SET TASK:
In your copy, leave out the pictures; write out all the data exactly.

TASK MATERIAL:
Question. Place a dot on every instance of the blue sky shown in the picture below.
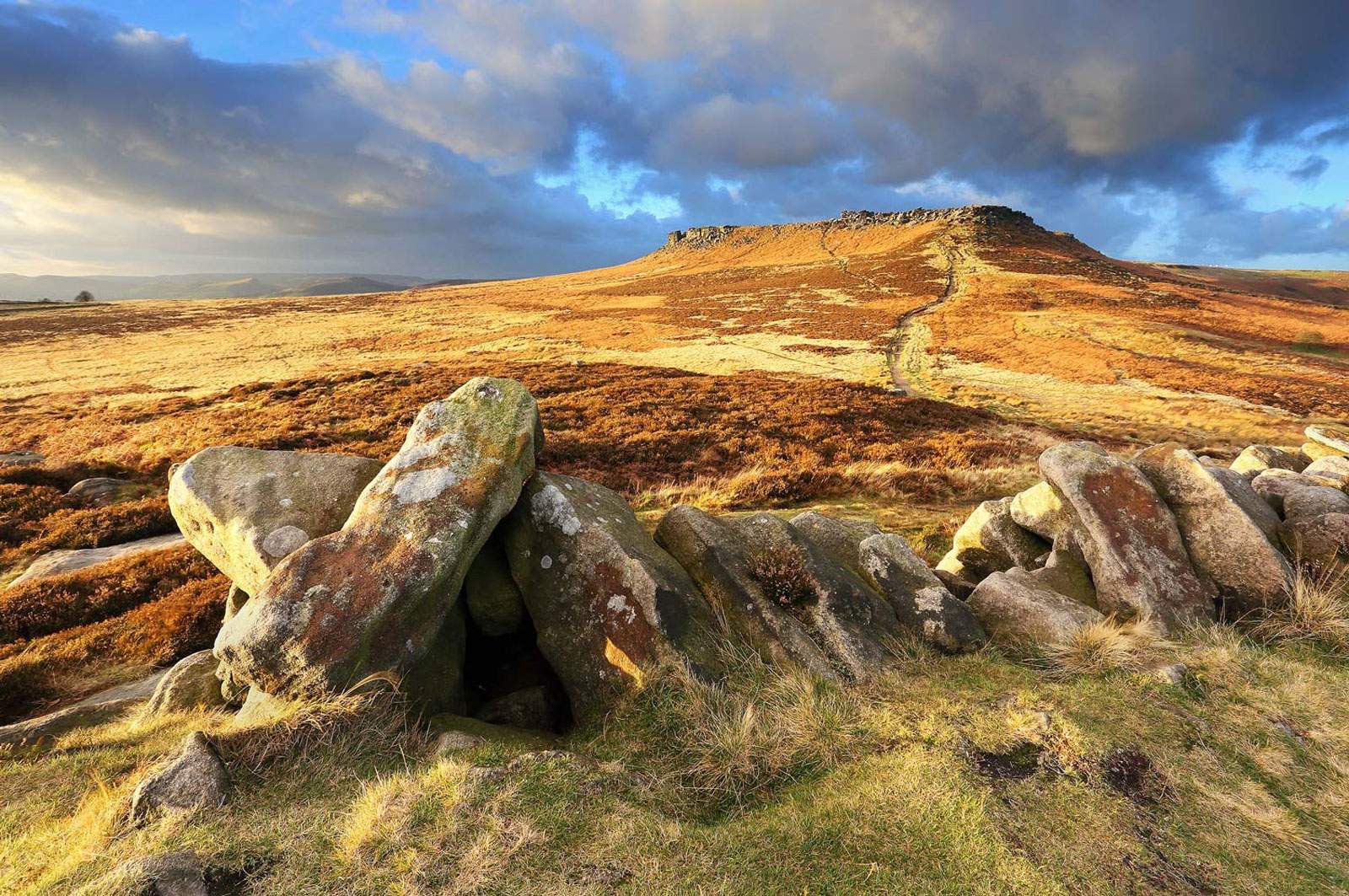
(472, 138)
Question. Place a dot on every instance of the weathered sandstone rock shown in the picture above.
(94, 710)
(189, 684)
(1128, 537)
(56, 563)
(1321, 541)
(1224, 543)
(492, 597)
(1260, 458)
(607, 602)
(852, 622)
(1314, 501)
(247, 509)
(887, 563)
(1018, 609)
(378, 594)
(717, 557)
(105, 490)
(991, 541)
(1333, 437)
(1333, 469)
(195, 779)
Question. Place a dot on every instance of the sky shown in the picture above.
(487, 138)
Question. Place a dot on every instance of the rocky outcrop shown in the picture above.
(247, 509)
(195, 779)
(379, 594)
(607, 602)
(1224, 543)
(1128, 537)
(56, 563)
(992, 541)
(191, 684)
(1018, 609)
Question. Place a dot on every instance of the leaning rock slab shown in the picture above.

IN RESPONSE:
Question. Place a dot on every instance of the blue sky shown in the picture below.
(472, 138)
Question. Place a dot on every instance of the weathered sandstone rock shown in the picture above.
(94, 710)
(189, 684)
(1128, 537)
(56, 563)
(1321, 541)
(1224, 543)
(492, 597)
(1260, 458)
(607, 602)
(852, 622)
(1314, 501)
(247, 509)
(887, 563)
(1018, 609)
(378, 594)
(717, 557)
(105, 490)
(991, 541)
(1333, 437)
(1333, 469)
(195, 779)
Question. Place a dot on every instance of the sky shown in the picture above.
(487, 138)
Question. Place a dot on every instance of the rocky outcrop shown in the picture above.
(247, 509)
(195, 779)
(379, 594)
(607, 602)
(1224, 543)
(1128, 537)
(56, 563)
(992, 541)
(191, 684)
(1018, 609)
Question. Place a dot on every instance of the leaning rock slab shown in the picture above.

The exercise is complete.